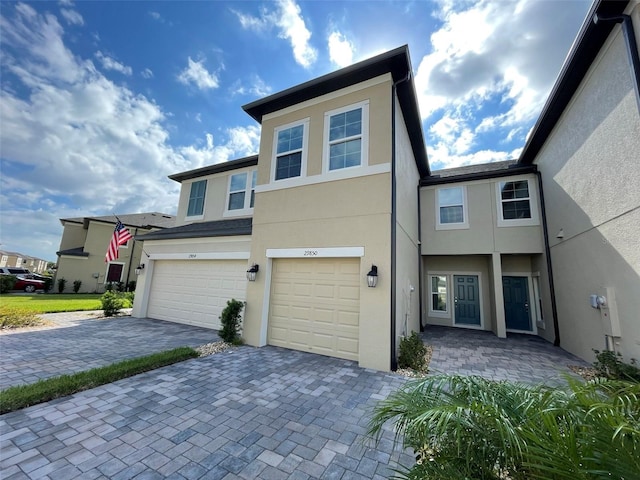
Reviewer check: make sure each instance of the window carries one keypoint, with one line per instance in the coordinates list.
(516, 203)
(196, 198)
(438, 304)
(451, 208)
(346, 137)
(241, 192)
(290, 143)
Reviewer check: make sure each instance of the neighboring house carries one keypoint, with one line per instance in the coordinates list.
(342, 184)
(84, 244)
(19, 260)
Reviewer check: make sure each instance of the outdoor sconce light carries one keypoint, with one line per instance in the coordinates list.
(251, 273)
(372, 276)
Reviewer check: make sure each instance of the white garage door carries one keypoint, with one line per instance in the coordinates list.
(315, 305)
(195, 292)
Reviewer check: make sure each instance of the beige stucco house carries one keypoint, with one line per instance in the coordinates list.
(84, 244)
(341, 187)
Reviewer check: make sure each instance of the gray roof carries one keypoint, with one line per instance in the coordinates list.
(477, 172)
(74, 252)
(218, 228)
(217, 168)
(141, 220)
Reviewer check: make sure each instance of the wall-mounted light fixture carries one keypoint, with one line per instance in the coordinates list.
(251, 273)
(372, 276)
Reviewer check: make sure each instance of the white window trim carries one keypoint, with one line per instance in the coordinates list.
(465, 213)
(247, 196)
(305, 150)
(439, 313)
(364, 136)
(106, 273)
(204, 201)
(533, 205)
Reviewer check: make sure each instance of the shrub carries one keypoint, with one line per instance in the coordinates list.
(7, 282)
(112, 303)
(230, 320)
(412, 353)
(468, 427)
(610, 365)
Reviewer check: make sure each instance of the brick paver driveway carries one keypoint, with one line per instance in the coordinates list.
(264, 413)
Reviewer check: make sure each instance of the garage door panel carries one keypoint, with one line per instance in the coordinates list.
(315, 306)
(195, 292)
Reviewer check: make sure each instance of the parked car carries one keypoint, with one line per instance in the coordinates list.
(27, 284)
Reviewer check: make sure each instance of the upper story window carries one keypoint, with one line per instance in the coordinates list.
(290, 151)
(196, 198)
(516, 203)
(451, 208)
(241, 192)
(346, 137)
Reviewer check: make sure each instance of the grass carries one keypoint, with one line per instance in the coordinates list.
(51, 303)
(22, 396)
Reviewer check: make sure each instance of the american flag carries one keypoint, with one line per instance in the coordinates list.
(120, 236)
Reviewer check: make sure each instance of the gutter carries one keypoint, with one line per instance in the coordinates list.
(632, 47)
(547, 252)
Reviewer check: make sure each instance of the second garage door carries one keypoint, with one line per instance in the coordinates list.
(195, 291)
(315, 305)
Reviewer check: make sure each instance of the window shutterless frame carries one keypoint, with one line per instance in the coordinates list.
(290, 146)
(195, 207)
(346, 137)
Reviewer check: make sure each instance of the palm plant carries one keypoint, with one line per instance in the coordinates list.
(472, 428)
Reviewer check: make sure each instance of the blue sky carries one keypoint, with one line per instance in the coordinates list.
(100, 101)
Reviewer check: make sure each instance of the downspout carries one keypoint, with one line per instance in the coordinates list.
(394, 356)
(420, 286)
(547, 252)
(632, 47)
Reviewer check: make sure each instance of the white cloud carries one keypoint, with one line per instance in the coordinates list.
(340, 49)
(487, 53)
(197, 74)
(72, 16)
(94, 147)
(287, 18)
(109, 63)
(257, 88)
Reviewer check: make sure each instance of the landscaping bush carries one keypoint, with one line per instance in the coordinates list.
(610, 365)
(412, 353)
(7, 282)
(472, 428)
(230, 320)
(112, 303)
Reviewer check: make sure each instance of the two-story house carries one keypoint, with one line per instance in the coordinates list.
(84, 244)
(352, 241)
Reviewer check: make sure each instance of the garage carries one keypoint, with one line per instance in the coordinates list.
(315, 305)
(195, 291)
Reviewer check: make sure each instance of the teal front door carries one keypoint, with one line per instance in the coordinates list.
(466, 300)
(516, 303)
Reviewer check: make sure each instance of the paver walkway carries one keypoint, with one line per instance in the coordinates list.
(248, 413)
(522, 358)
(82, 342)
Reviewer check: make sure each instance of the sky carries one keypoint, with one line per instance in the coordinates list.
(101, 100)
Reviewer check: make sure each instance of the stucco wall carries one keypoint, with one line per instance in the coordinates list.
(591, 173)
(483, 235)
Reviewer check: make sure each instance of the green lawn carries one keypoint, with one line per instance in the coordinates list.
(50, 303)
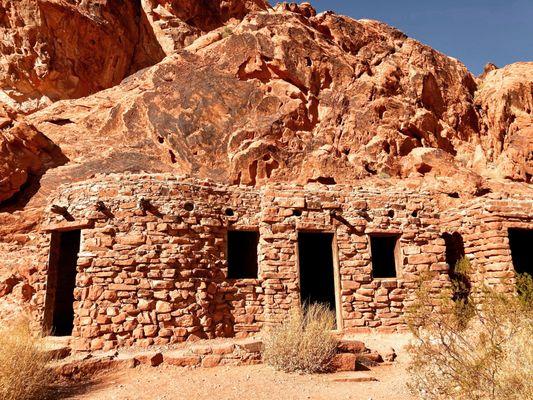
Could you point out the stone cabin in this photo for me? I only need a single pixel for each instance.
(145, 259)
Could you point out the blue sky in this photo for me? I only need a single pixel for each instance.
(474, 31)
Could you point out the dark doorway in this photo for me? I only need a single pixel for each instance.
(62, 271)
(455, 248)
(242, 254)
(315, 253)
(384, 248)
(521, 243)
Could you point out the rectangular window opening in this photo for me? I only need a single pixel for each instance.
(242, 254)
(521, 244)
(61, 282)
(384, 250)
(317, 280)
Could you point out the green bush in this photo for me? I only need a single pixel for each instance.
(304, 342)
(24, 372)
(488, 355)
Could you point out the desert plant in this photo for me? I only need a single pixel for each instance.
(524, 288)
(486, 356)
(304, 342)
(24, 374)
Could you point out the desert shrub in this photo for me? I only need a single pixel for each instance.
(524, 288)
(304, 342)
(488, 355)
(23, 364)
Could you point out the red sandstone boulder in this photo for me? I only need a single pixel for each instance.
(246, 95)
(505, 99)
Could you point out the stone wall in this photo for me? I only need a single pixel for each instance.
(483, 225)
(153, 270)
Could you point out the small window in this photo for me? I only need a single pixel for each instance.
(242, 254)
(521, 244)
(384, 250)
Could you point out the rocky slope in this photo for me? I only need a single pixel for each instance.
(288, 95)
(242, 93)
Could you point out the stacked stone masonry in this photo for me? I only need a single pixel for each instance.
(152, 267)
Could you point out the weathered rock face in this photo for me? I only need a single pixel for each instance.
(178, 23)
(276, 97)
(505, 99)
(52, 49)
(247, 95)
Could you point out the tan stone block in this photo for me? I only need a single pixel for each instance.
##############################
All of the data is to be reproduced exactly, with the pictures left out.

SOLVED EXERCISE:
Reviewer check: make sure each instance of the window carries one keypoint, with one line per instance in the coordinates list.
(516, 203)
(196, 198)
(438, 304)
(451, 208)
(346, 137)
(241, 192)
(290, 143)
Reviewer check: make sure each instance of the neighboring house carries one keypoint, with one line per instance in the coordinates list.
(342, 184)
(84, 244)
(19, 260)
Reviewer check: make sure each instance of the outdoor sconce light carries one keypoint, with one line per instance in the coordinates list.
(251, 273)
(372, 276)
Reviewer check: make sure each instance of the white garage door carries one keypoint, with one line per instance in the coordinates list.
(315, 305)
(195, 292)
Reviewer check: make sure each instance of the beige stucco house carries one keypoint, with one line per instance in the coordinates list.
(84, 244)
(341, 187)
Reviewer check: make sure each instance of the gray roof carries one keypoint, with one line per instance in the coordinates list.
(477, 172)
(74, 252)
(218, 228)
(217, 168)
(141, 220)
Reviewer check: make sure each instance of the wall-mounted light fixture carries one keypoint, with one line per instance in the coordinates list.
(251, 273)
(372, 276)
Reviewer check: make sure each instance of the white window trim carries one keypoint, with one line per instance in the coordinates list.
(465, 213)
(247, 196)
(305, 150)
(439, 313)
(364, 136)
(106, 273)
(204, 201)
(533, 205)
Reviewer check: make sure each instance of the shrub carries one keypoint, with one line per instance in the coordinates list.
(7, 282)
(112, 303)
(230, 320)
(412, 353)
(468, 427)
(610, 365)
Reviewer check: make sure each instance of the brick paver driveway carries one keypoint, with one line per instance in the coordinates list.
(264, 413)
Reviewer check: make sure each instance of the garage door panel carries one keypoint, with one line per instance in the coordinates list.
(315, 306)
(195, 292)
Reviewer check: make sure each instance of the parked car carries one keypoint, with one line per instance in the coordinates list.
(27, 284)
Reviewer check: make sure each instance of the upper story window carries one keypoint, with one line per instance in the coordinates list.
(290, 151)
(196, 198)
(516, 203)
(451, 208)
(241, 192)
(346, 137)
Reviewer check: make sure each instance of the grass carries one keypoint, with one line per instance in the coordinates list.
(51, 303)
(22, 396)
Reviewer check: make sure each instance of the american flag carries one keypoint, with one line per instance in the coordinates list.
(120, 236)
Reviewer check: make sure each instance of the gutter carries one keypoint, with one line per instance in the coordinates list.
(632, 47)
(547, 252)
Reviewer check: make sure each instance of the second garage door carries one keypoint, with one line per instance in the coordinates list.
(195, 291)
(315, 305)
Reviewer check: make sure each instance of the window shutterless frame carries one keypoint, with one line per instance in the coordinates list.
(290, 146)
(195, 207)
(346, 137)
Reviewer check: make sure each instance of the palm plant carries one keypoint, with one line per instance in the coordinates list.
(472, 428)
Reviewer check: make sure each instance of the blue sky carries one keypoint, with one line per instance in the coordinates list.
(100, 101)
Reviewer check: make sure each instance of the downspout carries one keypoint, with one line per instance in the coordinates list.
(394, 356)
(420, 286)
(547, 252)
(632, 47)
Reviewer check: make sure each instance of the white cloud carries one keypoint, with one line per instance in the coordinates list.
(340, 49)
(487, 53)
(197, 74)
(72, 16)
(94, 147)
(287, 18)
(109, 63)
(257, 88)
Reviewer check: make sure each instance of the landscaping bush carries one keypoint, with one line per instance in the coordinates list.
(610, 365)
(412, 353)
(7, 282)
(472, 428)
(230, 320)
(112, 303)
Reviewer check: make sure each instance of the two-story house carries one keypoint, with one line per instance in the coordinates list.
(84, 244)
(352, 241)
Reviewer check: make sure each instance of the garage carries one keypoint, with one line per instance in the coordinates list.
(315, 305)
(195, 291)
Reviewer check: make sure each instance of the teal front door carries one keypoint, with one line per instance in the coordinates list.
(466, 300)
(516, 303)
Reviewer check: make sure each instance of the paver walkway carries one keypoint, with one line per instance in the coordinates list.
(248, 413)
(522, 358)
(82, 342)
Reviewer check: make sure each instance of the sky carries one keypoint, with one line per instance in the coordinates list.
(101, 100)
Reviewer check: make sure each instance of the stucco wall carries one keypoint, with one line per instance in the coordinates list.
(591, 173)
(483, 235)
Reviewer check: make sure each instance of the green lawn carries one keypoint, with one line per instance in the coordinates list.
(50, 303)
Could you point out the stone cabin in this photo for me? I only need a single pixel for each instance.
(145, 259)
Could you point out the blue sky in this photo for me? I only need a single pixel for each instance.
(474, 31)
Could you point out the dark doorway in this photo for me? I only need a single pixel for each instance.
(62, 271)
(455, 248)
(242, 254)
(315, 253)
(384, 248)
(521, 243)
Could you point out the rectangular window opening in this photo for me? I only need a single pixel for each instance.
(242, 254)
(521, 244)
(61, 282)
(384, 250)
(317, 280)
Could you point out the green bush in this photo for me? I only need a single pixel for each instance.
(304, 342)
(24, 372)
(488, 355)
Could you point out the desert plant in this photo for me? I only need a single pixel for each instance.
(524, 288)
(486, 356)
(304, 342)
(24, 374)
Could you point out the desert shrub in this photo for me? I only need a single pixel for each instance.
(524, 288)
(304, 342)
(488, 355)
(23, 364)
Could you point out the red sandstone boulder in this photo for me? I only need a single pixel for each instance.
(246, 95)
(505, 99)
Could you point out the stone wall in this photo for me? I only need a single pixel for each instance.
(483, 225)
(153, 270)
Could you point out the small window in this photo for me? I only need a single pixel for each instance.
(242, 254)
(521, 244)
(384, 250)
Could you point out the rocky slope in this photo for me? I only need a single pixel for each instance.
(288, 95)
(242, 93)
Could you point out the stacked stone masonry in this photo for me? I only need a single pixel for each instance.
(152, 267)
Could you point out the weathered rock face in this photo for me? I only need a single pixel for each instance.
(178, 23)
(276, 97)
(505, 99)
(52, 49)
(247, 95)
Could you point out the tan stone block in this photo for me? I only need a single pixel for each instance.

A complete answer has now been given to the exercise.